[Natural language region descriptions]

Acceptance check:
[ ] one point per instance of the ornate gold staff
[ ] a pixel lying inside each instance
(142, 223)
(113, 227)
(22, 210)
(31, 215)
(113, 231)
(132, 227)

Activity → The answer must be an exact copy of the lines from the one containing "[ ] one point" through the last line of the records, both included.

Written solution →
[ ] one point per instance of the ornate gold staff
[ ] a pixel lying inside each instance
(142, 223)
(113, 227)
(22, 210)
(31, 215)
(113, 231)
(132, 227)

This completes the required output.